## AIM OF THE EXERCISE
Reproduce the stretch of the listing below from its start through the line containing "column 235, row 221", word for word and nothing beyond it.

[Pointing records for named objects]

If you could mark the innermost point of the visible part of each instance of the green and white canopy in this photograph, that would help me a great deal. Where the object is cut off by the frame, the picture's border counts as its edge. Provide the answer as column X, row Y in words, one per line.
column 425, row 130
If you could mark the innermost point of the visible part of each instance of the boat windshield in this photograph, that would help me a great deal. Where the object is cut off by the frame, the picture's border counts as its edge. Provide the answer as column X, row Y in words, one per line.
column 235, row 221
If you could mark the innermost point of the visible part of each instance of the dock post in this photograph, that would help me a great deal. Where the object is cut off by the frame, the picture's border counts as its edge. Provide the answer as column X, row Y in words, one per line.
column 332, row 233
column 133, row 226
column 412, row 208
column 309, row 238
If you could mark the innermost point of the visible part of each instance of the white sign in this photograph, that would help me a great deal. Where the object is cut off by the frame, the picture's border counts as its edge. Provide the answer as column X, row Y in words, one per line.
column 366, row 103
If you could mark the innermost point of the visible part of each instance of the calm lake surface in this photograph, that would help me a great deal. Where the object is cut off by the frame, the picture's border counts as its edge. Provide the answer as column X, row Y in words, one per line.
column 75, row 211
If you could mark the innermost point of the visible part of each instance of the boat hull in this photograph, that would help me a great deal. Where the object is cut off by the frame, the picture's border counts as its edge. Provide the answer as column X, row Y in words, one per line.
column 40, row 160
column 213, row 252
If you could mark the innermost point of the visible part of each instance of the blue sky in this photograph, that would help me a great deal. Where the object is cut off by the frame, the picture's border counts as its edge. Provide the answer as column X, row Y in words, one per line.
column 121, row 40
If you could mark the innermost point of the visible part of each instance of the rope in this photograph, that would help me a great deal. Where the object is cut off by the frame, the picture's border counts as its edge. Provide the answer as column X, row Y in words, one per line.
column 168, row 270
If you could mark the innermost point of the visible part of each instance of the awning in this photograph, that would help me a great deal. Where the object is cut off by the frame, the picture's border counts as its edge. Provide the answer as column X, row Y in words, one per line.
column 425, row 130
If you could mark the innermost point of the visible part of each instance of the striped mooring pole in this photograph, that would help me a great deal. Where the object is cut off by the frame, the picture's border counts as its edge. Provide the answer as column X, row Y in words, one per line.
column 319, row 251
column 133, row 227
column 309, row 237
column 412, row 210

## EXERCISE OUTPUT
If you could mark the innermost point of the visible part of each instance of the green and white canopy in this photograph, that would help me a great deal. Where the object is cut off by the frame, the picture's border counts as its edge. Provide the answer as column X, row Y in words, one per line.
column 425, row 130
If you could mark the innermost point of the visible part of each instance of the boat windshield in this photograph, that would help me a great deal. Where the object is cut off by the frame, the picture's border counts as its edge. Provide the answer as column X, row Y in words, one per line.
column 235, row 221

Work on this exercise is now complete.